DATA SHOWN:
* BEGIN *
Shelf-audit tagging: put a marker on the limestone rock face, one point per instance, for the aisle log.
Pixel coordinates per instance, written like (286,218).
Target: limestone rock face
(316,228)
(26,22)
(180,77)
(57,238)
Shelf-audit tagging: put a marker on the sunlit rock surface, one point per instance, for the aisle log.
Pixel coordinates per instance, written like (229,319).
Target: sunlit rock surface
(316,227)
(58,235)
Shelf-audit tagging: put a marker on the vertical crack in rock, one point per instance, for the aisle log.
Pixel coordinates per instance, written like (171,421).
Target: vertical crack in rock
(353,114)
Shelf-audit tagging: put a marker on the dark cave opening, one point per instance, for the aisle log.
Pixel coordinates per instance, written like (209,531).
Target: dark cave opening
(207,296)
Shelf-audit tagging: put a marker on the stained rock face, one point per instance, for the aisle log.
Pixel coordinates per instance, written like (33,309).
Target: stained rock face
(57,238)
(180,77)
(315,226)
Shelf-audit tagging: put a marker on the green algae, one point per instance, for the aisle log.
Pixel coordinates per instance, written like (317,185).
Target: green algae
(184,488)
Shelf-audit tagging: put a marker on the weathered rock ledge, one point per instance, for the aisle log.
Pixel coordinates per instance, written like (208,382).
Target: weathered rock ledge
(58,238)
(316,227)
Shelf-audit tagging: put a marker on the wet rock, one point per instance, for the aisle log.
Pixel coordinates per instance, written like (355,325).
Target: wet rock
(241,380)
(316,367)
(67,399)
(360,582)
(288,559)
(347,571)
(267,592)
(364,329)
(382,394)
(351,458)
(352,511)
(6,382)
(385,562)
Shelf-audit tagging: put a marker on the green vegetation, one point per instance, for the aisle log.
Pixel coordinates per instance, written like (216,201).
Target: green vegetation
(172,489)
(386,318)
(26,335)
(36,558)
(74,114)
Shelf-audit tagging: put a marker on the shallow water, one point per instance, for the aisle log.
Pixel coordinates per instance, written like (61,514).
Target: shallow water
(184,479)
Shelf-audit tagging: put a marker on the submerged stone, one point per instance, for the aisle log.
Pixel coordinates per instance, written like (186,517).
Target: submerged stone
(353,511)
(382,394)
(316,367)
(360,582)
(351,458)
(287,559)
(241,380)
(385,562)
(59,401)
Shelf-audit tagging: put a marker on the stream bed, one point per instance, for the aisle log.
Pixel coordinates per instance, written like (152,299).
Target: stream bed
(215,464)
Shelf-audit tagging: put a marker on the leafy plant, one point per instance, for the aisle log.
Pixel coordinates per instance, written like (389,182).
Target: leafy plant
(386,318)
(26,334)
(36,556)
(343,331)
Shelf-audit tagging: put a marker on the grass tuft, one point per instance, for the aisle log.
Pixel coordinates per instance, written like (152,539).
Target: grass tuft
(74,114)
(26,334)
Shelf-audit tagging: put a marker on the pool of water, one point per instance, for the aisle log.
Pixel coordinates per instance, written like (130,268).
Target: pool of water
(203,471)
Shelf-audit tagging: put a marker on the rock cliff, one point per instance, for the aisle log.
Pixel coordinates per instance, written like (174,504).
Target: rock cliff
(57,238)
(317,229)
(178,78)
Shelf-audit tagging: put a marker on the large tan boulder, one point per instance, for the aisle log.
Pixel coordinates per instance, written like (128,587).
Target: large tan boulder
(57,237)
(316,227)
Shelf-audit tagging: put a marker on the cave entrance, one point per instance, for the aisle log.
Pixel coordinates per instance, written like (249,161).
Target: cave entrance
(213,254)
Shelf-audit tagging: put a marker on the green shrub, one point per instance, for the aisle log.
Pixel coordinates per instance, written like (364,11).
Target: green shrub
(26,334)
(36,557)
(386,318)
* END *
Rewrite every one of the records above as a two-column CSV with the headers record_text and answer, one row per record. Put each record's text and its answer in separate quoted fields, with line breaks replaced by spaces.

REPLY:
record_text,answer
"Shelf-audit tagging: put a marker on the limestone rock face, one point per instance, for the aisle log. Pixel coordinates per instance, written like (286,218). Target: limestone rock face","(316,228) (26,22) (180,77) (57,238)"
"Shelf-audit tagging: put a marker on the sunlit rock surface, one point per instance, for the aisle log. Pixel coordinates per instance, written like (229,319). Target: sunlit rock surface","(316,227) (58,235)"
"Shelf-audit tagging: put a marker on the vertical crack in rock, one point per instance, for the aisle log. Pixel coordinates per instance, written like (171,421). Target: vertical crack in rock","(353,114)"
"Shelf-audit tagging: put a marker on the dark cave opening, one point per instance, for the aisle log. Pixel coordinates per instance, written like (209,531). Target: dark cave opening","(207,296)"
"Shelf-audit tagging: put a marker on the stained rock face, one point per instance, for the aisle log. Pixel coordinates per instance, written like (33,309). Target: stained rock face","(57,238) (180,77) (315,226)"
"Shelf-audit tagging: put a marker on the green algae, one point per instance, for the aisle log. Pixel coordinates per instance, written like (317,185). Target: green algae","(184,488)"
"Shelf-audit tagging: put a marker on the weathered rock ledge, one point per instance, for the aisle log. Pixel coordinates per instance, written like (208,382). Target: weathered rock ledge","(58,238) (316,227)"
"Shelf-audit tagging: put a marker on the wet rock, one point per instance, for the aisle log. Pixel coordinates per instance, written like (355,325). Target: wet rock","(241,380) (316,367) (67,399) (360,582) (288,559) (347,571) (267,592) (364,329) (382,394) (351,458) (352,511) (6,382) (385,562)"
"Shelf-audit tagging: put a marker on the green vegetation, one point per instance, for the aisle log. Pixel coordinates per instance, written like (216,201). Target: green vegetation","(172,489) (386,318) (26,335) (36,558) (74,114)"
"Shelf-audit tagging: put a marker on the shallow water, one point per instance, for the aisle log. Pixel coordinates per instance, written like (61,514). Target: shallow water","(184,479)"
"Shelf-audit tagging: put a marker on the submerged stone, one point per instance, for the aisle log. Pixel coordinates per instance, written like (186,517). Target: submerged stone","(353,511) (382,394) (316,367) (360,582) (351,458) (287,559) (241,380) (385,562) (59,401)"
"Shelf-audit tagging: put a marker on the stream bed, one point per instance, for the aisle log. Pixel coordinates per instance, written like (152,299). Target: stream bed","(215,464)"
"Shelf-audit tagging: put a marker on the leafy plant, one point per instance, for the aisle log. Pixel coordinates per instance, written like (389,182). Target: leafy plant","(386,318) (26,334) (36,556) (343,331)"
"Shelf-audit tagging: put a marker on the grass tuft, one point per instance, for the aisle log. Pixel coordinates per instance, written like (152,539). Target: grass tuft","(74,114) (26,334)"
"Shelf-audit tagging: put a marker on the pool of water, one point per instance, for the aisle log. Pixel coordinates per instance, written like (130,268). Target: pool of water","(203,471)"
"Shelf-audit tagging: put a marker on the rock cliff, one point per instance, for the aisle log. Pixel coordinates per instance, written like (174,504). Target: rock cliff","(57,238) (317,229) (178,78)"
"Shelf-audit tagging: put a marker on the large tan boulder, one point per instance, for the aisle log. Pixel coordinates per instance, written like (128,587). Target: large tan boulder","(57,237) (316,227)"
"Shelf-audit tagging: put a marker on the cave entrance, one point per instance, for the aisle log. Pixel coordinates per instance, written like (249,161). Target: cave entrance","(213,254)"
"Shelf-audit tagging: put a marker on the green shrub, one point per instance, for the aisle log. Pixel coordinates per instance, written like (364,11). Target: green shrub","(26,334) (36,557) (386,318)"